=== Extracted text ===
....................

Being an eighth grader with very high academic achievement did not keep Kelly from adding on to her schedule with two sports simultaneously. Building on the enjoyment she has found with volleyball, Kelly played on her school's eighth grade "B" team. The tryout was immediately after Labor Day and she was too rusty to show her full capabilities, so she did not make the "A" team, but the blessing in disguise is she was always on the court.
The team was a mixed bunch of good players and novices. They did not receive much in the way of coaching, but they practiced three days a week (including a pre-dawn Monday practice), and played a lot of games against other schools in the area. There is something qualitatively different about playing for your school, and I think they enjoyed it. They won several matches to end with a record somewhere around .500. They were swept out of the season-ending league finals tournament, but they played with spirit, had fun and might have learned a little volleyball along the way. Kelly played well, improving all parts of her game, and developed a dangerous serve that saved the team many times.
Even though she does not play on a club volleyball team like many of her peers (especially the players on the "A" team), she is looking forward to continuing her volleyball career in high school. At a minimum, we expect that she will be able to make the freshman team. With regular practices and good coaching, maybe she will be able to continue on beyond that level. If nothing else, she will always have a sporting skill she can enjoy on beach trips, at picnics and with her kids for the rest of her life.
One sporting career that may be coming to a close is soccer. Soccer was our first team sports venture as a family. It was the only point of reference I had for youth sports, so the many, many afternoons I spent watching Kelly practice, or the collective hours we spent after practice kicking the ball to each other, reverberated across years for me. Soccer also gave Kelly a sense of identity and pride when she really needed it at times during elementary school, when the vicious society of girls bared its sharpened fingernails from time to time. I have been dreading this year, knowing it would represent the closing of a major chapter in her life, and my life as well.
Kelly's team, unfortunately, had an overabundance of seventh graders and just didn't quite have the skill to keep up with the other teams in the league. They did manage a win against an Orinda team, a game in which Kelly scored twice, and forged a draw with an archrival Moraga team that was as thrilling as a win. For her part, Kelly had a good year, scoring most of the team's goals and putting in lot of time as goalkeeper as well. She hated playing goalie, but she had good instincts for closing down opposing breakaways (which she faced too often), and the coach needed her back there as much as he needed her offensive skills. To his credit, the coach also put his own daughter, the best player on the team, in goal as well. Because of volleyball, Kelly missed most of the practices, as did several of her teammates, which probably contributed to the poor showing on Saturdays. Overall, the girls played good soccer, better than their record indicated, and they had a good time together.
The bonus to the season was that Kelly was selected to play on the All-Star team for the second year in a row. The game was again played on the football field at the local high school. Kelly played well, offering several dangerous crosses to her fellow strikers, although none turned into goals. Also for the second year in a row, our Moraga girls beat the team from neighboring Lafayette. That allowed all of our eight graders to finish their soccer careers on the highest note.

....................

=== Data lines ===
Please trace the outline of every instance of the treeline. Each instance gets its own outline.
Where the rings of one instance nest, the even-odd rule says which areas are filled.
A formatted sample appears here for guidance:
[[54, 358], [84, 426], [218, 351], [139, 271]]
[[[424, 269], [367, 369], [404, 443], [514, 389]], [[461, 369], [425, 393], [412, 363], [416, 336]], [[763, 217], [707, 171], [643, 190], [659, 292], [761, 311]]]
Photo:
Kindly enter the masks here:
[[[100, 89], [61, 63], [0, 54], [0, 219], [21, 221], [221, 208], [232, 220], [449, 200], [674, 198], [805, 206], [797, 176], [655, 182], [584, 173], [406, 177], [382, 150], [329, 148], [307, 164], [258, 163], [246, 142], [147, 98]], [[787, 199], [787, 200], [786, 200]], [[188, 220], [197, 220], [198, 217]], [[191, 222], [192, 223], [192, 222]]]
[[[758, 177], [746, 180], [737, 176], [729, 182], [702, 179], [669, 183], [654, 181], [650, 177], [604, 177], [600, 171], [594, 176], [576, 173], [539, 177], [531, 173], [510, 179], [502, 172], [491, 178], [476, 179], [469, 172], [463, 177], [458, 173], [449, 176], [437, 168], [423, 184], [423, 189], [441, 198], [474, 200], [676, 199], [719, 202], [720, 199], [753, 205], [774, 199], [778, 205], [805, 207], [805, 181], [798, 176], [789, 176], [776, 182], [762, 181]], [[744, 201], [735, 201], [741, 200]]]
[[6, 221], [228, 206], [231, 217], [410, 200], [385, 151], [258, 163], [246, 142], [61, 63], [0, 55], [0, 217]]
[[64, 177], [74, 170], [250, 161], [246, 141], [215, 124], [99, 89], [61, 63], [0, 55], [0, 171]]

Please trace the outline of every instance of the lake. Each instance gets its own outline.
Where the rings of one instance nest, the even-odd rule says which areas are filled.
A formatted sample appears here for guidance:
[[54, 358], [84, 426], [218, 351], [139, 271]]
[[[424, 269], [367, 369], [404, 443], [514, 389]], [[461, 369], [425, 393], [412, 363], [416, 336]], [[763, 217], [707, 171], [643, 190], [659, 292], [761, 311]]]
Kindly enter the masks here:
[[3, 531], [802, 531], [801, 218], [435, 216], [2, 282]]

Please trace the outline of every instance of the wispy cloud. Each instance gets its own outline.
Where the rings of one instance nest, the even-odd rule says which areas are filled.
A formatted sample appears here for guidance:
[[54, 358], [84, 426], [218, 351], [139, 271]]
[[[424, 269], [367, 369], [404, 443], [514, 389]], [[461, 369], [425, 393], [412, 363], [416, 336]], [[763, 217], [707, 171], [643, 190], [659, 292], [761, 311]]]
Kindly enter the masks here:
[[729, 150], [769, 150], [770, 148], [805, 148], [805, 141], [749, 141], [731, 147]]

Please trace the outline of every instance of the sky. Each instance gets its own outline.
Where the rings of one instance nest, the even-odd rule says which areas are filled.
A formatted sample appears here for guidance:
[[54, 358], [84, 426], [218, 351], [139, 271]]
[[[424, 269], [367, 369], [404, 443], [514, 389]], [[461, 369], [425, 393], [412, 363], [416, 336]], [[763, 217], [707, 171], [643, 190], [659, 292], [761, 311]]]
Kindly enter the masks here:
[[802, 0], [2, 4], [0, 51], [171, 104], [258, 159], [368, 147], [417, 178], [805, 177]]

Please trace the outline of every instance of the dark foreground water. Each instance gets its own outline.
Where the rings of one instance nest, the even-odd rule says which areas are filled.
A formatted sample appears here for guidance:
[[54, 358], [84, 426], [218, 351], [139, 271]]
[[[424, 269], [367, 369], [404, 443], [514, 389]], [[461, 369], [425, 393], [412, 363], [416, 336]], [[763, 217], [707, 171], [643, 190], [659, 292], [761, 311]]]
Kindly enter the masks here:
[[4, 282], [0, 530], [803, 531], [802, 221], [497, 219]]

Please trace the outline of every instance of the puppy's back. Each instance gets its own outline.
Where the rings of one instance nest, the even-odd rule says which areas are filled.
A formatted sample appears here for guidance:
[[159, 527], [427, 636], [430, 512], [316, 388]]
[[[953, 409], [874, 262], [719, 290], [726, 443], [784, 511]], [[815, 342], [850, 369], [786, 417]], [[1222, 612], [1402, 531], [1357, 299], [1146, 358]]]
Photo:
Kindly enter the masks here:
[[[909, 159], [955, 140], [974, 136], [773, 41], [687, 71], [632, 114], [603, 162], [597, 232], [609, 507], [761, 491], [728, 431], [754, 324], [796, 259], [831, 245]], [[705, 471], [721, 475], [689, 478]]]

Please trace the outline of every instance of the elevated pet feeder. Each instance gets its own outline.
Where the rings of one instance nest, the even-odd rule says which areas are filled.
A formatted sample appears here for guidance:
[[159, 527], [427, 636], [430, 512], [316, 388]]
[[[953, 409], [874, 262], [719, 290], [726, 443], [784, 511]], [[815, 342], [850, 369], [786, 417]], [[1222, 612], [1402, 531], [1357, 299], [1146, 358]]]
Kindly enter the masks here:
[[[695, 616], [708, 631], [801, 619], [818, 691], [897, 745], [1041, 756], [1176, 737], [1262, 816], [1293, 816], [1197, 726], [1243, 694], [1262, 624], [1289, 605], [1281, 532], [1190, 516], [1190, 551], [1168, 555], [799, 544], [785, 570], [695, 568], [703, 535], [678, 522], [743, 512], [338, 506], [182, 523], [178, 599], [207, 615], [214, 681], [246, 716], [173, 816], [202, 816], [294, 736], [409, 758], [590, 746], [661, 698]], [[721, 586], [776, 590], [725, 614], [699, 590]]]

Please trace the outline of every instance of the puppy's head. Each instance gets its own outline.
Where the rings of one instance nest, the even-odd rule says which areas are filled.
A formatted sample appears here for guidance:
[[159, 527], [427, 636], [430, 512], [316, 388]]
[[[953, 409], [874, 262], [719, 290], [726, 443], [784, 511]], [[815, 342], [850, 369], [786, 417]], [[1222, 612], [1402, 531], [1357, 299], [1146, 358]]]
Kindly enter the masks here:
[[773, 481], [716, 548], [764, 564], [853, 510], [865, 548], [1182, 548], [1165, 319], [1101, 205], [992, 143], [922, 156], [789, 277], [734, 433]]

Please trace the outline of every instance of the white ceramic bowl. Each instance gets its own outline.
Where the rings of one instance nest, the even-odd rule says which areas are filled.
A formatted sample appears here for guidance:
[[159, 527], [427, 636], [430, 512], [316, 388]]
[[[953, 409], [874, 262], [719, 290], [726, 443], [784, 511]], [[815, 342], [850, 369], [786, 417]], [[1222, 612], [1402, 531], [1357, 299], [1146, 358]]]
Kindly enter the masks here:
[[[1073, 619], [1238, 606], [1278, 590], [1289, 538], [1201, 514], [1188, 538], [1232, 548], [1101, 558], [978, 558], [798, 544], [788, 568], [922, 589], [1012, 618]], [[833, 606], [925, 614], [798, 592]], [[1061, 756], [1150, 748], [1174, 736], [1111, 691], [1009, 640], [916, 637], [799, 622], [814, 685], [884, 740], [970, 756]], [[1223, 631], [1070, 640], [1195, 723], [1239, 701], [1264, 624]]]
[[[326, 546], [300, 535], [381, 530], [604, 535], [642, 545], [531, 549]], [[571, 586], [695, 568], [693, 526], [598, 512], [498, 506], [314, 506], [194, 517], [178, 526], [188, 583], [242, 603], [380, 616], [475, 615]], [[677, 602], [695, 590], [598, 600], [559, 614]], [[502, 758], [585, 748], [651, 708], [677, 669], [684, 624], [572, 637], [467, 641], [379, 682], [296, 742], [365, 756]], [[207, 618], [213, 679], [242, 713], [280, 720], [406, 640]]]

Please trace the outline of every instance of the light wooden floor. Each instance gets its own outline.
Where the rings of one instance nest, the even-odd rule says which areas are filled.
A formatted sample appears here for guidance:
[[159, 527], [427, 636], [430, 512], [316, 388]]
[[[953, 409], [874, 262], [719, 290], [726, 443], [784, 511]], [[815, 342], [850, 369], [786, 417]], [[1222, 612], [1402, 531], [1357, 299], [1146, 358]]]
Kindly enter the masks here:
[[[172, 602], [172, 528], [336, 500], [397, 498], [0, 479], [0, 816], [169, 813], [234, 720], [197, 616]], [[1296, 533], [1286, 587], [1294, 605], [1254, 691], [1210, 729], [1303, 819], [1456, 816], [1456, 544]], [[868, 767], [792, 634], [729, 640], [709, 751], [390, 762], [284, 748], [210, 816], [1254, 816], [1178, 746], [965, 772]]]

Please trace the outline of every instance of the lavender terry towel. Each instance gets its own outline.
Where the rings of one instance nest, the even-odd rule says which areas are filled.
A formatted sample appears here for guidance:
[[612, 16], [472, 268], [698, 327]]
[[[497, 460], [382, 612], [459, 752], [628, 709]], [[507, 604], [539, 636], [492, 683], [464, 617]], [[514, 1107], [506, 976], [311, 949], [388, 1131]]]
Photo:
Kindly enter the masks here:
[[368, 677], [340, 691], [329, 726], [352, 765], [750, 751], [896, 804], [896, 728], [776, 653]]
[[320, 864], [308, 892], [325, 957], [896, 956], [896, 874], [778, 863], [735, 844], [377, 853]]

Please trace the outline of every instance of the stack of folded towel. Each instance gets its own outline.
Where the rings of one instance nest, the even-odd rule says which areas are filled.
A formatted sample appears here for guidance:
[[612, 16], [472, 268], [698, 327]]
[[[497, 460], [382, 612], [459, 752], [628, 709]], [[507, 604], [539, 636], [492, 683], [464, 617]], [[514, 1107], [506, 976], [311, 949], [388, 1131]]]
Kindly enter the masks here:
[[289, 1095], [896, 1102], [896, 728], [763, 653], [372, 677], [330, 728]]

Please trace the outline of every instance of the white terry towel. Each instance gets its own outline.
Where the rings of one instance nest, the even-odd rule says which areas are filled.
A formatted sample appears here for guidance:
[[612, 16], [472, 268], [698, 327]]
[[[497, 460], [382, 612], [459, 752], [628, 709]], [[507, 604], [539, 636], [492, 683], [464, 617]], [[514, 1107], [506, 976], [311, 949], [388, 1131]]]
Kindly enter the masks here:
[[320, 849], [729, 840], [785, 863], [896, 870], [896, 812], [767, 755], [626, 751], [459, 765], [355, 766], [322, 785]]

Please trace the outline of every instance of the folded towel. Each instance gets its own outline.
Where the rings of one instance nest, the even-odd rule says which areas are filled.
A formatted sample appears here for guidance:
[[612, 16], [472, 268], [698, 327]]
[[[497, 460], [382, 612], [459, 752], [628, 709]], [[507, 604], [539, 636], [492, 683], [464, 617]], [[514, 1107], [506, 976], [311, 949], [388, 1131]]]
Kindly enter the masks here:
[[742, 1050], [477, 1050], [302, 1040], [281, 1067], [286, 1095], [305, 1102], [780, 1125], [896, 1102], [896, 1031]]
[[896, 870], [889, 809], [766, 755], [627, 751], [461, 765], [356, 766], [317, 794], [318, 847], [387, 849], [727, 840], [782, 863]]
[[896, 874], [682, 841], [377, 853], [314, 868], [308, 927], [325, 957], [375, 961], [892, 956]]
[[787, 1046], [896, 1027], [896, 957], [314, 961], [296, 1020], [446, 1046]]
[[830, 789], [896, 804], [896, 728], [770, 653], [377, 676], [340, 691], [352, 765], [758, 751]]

....................

=== Set exercise A ===
Based on the piece about Kelly's school sports, why did Kelly not make the eighth grade "A" volleyball team? Answer in one to three sentences.
=== Set exercise B ===
In the listing, switch "puppy's" to "kitten's" in the lines starting at the one containing "Please trace the outline of every instance of the puppy's back." and ending at the one containing "277], [734, 433]]". Write out only those lines, with everything else unchanged.

=== Task output A ===
The tryout came immediately after Labor Day, and Kelly was too rusty to show her full capabilities. As a result, she played on the "B" team.

=== Task output B ===
Please trace the outline of every instance of the kitten's back. Each instance gets its own outline.
Where the rings of one instance nest, the even-odd rule says which areas are filled.
A formatted sample appears here for guidance:
[[159, 527], [427, 636], [430, 512], [316, 388]]
[[[953, 409], [874, 262], [719, 290], [726, 443], [784, 511]], [[815, 342], [850, 369], [786, 417]], [[1222, 612], [1402, 531], [1357, 299], [1146, 358]]]
Photo:
Kindly enter the masks here:
[[[909, 159], [955, 140], [974, 136], [773, 41], [687, 71], [632, 114], [603, 162], [597, 232], [609, 507], [761, 491], [728, 431], [754, 324], [796, 259], [831, 245]], [[705, 471], [721, 475], [689, 478]]]

Please trace the outline of every instance of the elevated pet feeder. Each instance gets its own outline.
Where the rings of one instance nest, the even-odd rule says which areas are filled.
A formatted sample appears here for guidance:
[[159, 527], [427, 636], [430, 512], [316, 388]]
[[[953, 409], [874, 262], [719, 290], [726, 443], [784, 511]], [[815, 342], [850, 369], [786, 417]], [[1222, 612], [1402, 531], [1357, 299], [1146, 358]]]
Kindly enter the masks here:
[[[695, 616], [708, 631], [801, 619], [818, 691], [897, 745], [1041, 756], [1176, 737], [1262, 816], [1293, 816], [1197, 726], [1243, 694], [1262, 624], [1289, 605], [1281, 532], [1190, 516], [1190, 551], [1168, 555], [799, 544], [785, 570], [695, 568], [703, 535], [678, 522], [743, 512], [338, 506], [182, 523], [178, 599], [207, 615], [214, 681], [246, 716], [173, 816], [202, 816], [294, 736], [409, 758], [590, 746], [661, 698]], [[721, 586], [776, 590], [725, 614], [699, 590]]]

Please trace the outline of every instance of the kitten's head. Each instance gets its own outline.
Where the rings of one instance nest, the even-odd rule says which areas are filled.
A formatted sample appears here for guidance:
[[159, 527], [427, 636], [430, 512], [316, 388]]
[[[953, 409], [874, 262], [719, 290], [726, 443], [784, 511]], [[815, 342], [850, 369], [786, 417]], [[1222, 612], [1402, 531], [1357, 299], [1146, 358]]]
Kindly enter the masks here:
[[773, 481], [716, 548], [764, 564], [853, 510], [865, 548], [1182, 548], [1165, 319], [1101, 205], [992, 143], [922, 156], [789, 277], [734, 433]]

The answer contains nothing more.